Re: Bus error question...

Ralf Baechle <ralf@xxxxxxxxxxxxxx> · Tue, 3 May 2005 12:18:57 +0100

On Mon, May 02, 2005 at 01:55:08AM +0200, peter fuerst wrote:

> this question is posted here in the hope, it will be picked up and answered
> by some of the <*@*engr.sgi.com> gurus, i apologize to the other members of
> this mailing-list for annoying them with it as well ;-)

They've sold their souls to the evil empire.

> Is it save to assume, that memory bus errors (mc cpu_error_stat & 0x400) on
> IP28 - due to R10k's precise exception model - can be asynchronous only when
> caused by an aborted (misspeculated) instruction ?
> The R10k manual, experiences with spurious bus errors and experiments with
> "real" and speculated loads/stores seem to suggest this.
> Moreover, could it be enough to recognize the bus error as asynchrounous,
> when the exception code in cp0_cause doesn't say "Instruction bus error
> exception" (6) or "Data bus..." (7), but "Interrupt" (0) ?  (i.e. without
> analyzing the instruction at epc and register contents)

## Direction 1
In the bus error post, why does the writer think asynchronous memory bus errors on IP28 come only from aborted instructions? Answer in one to three sentences.
## Direction 2
In the bus error post, which exception code in cp0_cause does the writer suggest could be enough to mark a bus error as asynchronous?
## Direction 3
Write the next part of the bus error thread, picking up after its final line.
The lines after this point are unrelated to the bus error post.

## Record list
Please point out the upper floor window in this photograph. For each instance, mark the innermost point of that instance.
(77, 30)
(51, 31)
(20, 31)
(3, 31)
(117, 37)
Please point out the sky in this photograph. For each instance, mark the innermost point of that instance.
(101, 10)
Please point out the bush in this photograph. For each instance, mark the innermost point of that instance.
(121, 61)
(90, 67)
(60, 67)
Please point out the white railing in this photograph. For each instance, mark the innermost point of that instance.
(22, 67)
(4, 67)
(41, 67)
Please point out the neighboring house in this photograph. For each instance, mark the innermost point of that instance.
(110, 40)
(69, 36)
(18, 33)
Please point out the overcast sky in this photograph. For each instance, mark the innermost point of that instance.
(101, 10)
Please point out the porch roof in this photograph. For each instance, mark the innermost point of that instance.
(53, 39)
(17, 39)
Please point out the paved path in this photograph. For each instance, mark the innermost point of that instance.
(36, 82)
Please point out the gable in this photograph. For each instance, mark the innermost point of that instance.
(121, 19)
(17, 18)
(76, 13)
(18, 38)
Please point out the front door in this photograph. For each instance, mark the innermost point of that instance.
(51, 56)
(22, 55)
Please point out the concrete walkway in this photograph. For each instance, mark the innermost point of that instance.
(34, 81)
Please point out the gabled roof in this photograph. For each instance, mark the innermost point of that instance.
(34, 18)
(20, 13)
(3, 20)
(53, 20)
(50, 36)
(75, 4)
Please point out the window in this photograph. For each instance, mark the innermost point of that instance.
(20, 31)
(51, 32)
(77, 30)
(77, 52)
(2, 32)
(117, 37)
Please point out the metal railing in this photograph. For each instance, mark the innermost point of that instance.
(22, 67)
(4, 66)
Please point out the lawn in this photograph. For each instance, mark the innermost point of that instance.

==

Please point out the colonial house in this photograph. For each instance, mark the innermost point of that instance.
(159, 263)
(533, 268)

...

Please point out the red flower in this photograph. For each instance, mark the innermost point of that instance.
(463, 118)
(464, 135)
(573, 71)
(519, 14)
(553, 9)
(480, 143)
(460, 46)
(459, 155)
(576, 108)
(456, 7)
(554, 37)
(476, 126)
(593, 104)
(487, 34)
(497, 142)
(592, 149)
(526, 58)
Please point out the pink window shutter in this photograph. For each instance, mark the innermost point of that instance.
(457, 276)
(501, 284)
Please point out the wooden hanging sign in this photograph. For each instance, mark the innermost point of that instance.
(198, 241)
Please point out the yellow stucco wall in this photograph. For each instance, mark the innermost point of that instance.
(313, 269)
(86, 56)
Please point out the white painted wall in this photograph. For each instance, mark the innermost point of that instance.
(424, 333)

## Response 1
The writer ties it to the R10k's precise exception model. The R10k manual, experience with spurious bus errors, and experiments with real and speculated loads and stores all seem to point that way.

## Response 2
"Interrupt" (0), as opposed to 6 or 7.

## Response 3
> 
> Rationale for this question: if a memory bus error can reliably be identified
> as originating from a misspeculated memory access, it would be possible to get
> rid of the myriads of cache barriers before *loads* (stores will remain
> protected by cache barriers anyway) again, and spending some thousand machine
> cycles on analyzing a bus error every three days of uptime is clearly more
> efficient than having a cache barrier in kernel code every seventeen
> instructions...

Supposedly cache barrier instructions on the R10000 are relativly cheap
but so far due to the lack of a need we haven't actually benchmarked that.

As I recall the issue loads would still fetch the line from memory
which in case of DMA buffers could result in stale data unless a cache
flush is being performed after the DMA as well.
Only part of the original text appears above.